DO THIS: List every line in the rows below that contains the word "brick". Case counts.

DATA RECORDS:
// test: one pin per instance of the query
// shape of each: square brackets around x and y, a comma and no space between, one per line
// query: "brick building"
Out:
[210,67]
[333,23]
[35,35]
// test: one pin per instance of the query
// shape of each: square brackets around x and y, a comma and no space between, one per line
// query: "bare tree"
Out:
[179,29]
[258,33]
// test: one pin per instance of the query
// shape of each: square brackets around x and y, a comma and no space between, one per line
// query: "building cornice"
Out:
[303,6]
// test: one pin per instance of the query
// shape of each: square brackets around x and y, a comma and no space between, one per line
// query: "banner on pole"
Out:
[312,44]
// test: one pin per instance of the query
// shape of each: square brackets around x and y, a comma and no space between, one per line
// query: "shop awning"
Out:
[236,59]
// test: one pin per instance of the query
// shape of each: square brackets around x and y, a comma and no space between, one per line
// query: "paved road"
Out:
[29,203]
* * *
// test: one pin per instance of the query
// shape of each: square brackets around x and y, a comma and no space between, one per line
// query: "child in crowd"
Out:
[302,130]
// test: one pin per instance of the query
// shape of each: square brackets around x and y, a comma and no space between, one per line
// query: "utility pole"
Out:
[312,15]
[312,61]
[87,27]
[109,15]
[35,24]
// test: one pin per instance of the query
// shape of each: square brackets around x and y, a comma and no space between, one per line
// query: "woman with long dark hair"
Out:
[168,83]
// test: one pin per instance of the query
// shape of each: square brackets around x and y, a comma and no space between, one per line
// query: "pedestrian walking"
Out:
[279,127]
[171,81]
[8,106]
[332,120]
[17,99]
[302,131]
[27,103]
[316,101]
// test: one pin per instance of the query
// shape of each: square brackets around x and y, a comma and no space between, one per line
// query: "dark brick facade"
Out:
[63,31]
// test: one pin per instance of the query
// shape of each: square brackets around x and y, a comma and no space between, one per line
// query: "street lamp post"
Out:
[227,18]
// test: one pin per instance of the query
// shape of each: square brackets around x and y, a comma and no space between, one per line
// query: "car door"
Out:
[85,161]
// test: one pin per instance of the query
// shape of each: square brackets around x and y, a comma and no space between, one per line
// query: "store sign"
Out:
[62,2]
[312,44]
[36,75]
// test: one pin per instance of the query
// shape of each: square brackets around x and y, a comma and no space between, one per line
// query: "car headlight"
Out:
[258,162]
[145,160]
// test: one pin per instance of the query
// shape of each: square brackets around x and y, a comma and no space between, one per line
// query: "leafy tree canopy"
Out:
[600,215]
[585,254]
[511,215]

RESULT FOR THIS EXERCISE:
// query: "brick building"
// query: "dark brick facade"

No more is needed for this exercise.